Trasforma tutte le voci seguenti in una tabella Markdown con le colonne "Numero" e "Testo della riga", una riga della tabella per ogni riga del testo. Salta le righe vuote.
──────── VOCI FORNITE
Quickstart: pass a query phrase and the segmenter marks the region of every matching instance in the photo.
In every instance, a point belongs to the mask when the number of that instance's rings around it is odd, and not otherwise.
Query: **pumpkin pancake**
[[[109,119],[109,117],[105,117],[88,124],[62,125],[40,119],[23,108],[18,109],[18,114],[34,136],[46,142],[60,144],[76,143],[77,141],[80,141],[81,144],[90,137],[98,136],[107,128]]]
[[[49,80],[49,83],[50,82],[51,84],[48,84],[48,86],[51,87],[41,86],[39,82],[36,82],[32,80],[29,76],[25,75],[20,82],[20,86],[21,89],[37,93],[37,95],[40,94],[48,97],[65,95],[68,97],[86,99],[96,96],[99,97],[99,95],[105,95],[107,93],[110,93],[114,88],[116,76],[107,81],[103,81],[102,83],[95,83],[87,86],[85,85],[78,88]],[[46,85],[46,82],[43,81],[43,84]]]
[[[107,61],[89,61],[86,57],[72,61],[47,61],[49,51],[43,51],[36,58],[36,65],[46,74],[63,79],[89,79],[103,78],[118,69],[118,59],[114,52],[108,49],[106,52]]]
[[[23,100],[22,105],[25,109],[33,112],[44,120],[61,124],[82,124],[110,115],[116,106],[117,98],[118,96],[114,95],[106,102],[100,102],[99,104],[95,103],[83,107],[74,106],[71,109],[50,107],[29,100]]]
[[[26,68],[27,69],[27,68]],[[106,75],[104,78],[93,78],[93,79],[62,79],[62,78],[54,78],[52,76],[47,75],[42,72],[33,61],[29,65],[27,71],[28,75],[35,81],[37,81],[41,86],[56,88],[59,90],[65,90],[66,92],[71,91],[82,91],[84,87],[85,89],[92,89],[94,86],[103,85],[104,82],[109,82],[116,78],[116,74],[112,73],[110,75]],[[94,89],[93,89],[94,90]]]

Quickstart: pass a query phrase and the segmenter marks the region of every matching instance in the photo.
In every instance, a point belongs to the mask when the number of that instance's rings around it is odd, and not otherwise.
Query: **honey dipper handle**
────────────────
**RISULTATO**
| Numero | Testo della riga |
|---|---|
| 1 | Quickstart: pass a query phrase and the segmenter marks the region of every matching instance in the photo. |
| 2 | In every instance, a point belongs to the mask when the number of that instance's rings around it is odd, and not otherwise. |
| 3 | Query: **pumpkin pancake** |
| 4 | [[[109,119],[109,117],[105,117],[88,124],[62,125],[40,119],[23,108],[18,109],[18,114],[34,136],[46,142],[60,144],[76,143],[77,141],[80,141],[81,144],[90,137],[98,136],[107,128]]] |
| 5 | [[[49,80],[49,83],[50,82],[51,84],[48,84],[48,86],[51,87],[41,86],[39,82],[36,82],[32,80],[29,76],[25,75],[20,82],[20,86],[21,89],[37,93],[37,95],[40,94],[48,97],[65,95],[68,97],[86,99],[96,96],[99,97],[99,95],[105,95],[107,93],[110,93],[114,88],[116,76],[107,81],[103,81],[102,83],[95,83],[87,86],[85,85],[78,88]],[[46,85],[46,82],[43,81],[43,84]]] |
| 6 | [[[107,61],[89,61],[86,57],[72,61],[47,61],[49,51],[43,51],[36,58],[36,65],[46,74],[63,79],[89,79],[103,78],[118,69],[118,59],[114,52],[108,49],[106,52]]] |
| 7 | [[[23,100],[22,105],[25,109],[33,112],[44,120],[61,124],[82,124],[110,115],[116,106],[117,98],[118,96],[114,95],[106,102],[100,102],[99,104],[95,103],[83,107],[74,106],[71,109],[50,107],[29,100]]] |
| 8 | [[[26,68],[27,69],[27,68]],[[106,75],[104,78],[93,78],[93,79],[62,79],[62,78],[54,78],[52,76],[47,75],[42,72],[33,61],[29,65],[27,71],[28,75],[35,81],[37,81],[41,86],[56,88],[59,90],[65,90],[66,92],[71,91],[82,91],[84,87],[85,89],[92,89],[94,86],[103,85],[104,82],[109,82],[116,78],[116,74],[112,73],[110,75]],[[94,89],[93,89],[94,90]]] |
| 9 | Quickstart: pass a query phrase and the segmenter marks the region of every matching instance in the photo. |
| 10 | In every instance, a point belongs to the mask when the number of that instance's rings around it is odd, and not otherwise. |
| 11 | Query: **honey dipper handle** |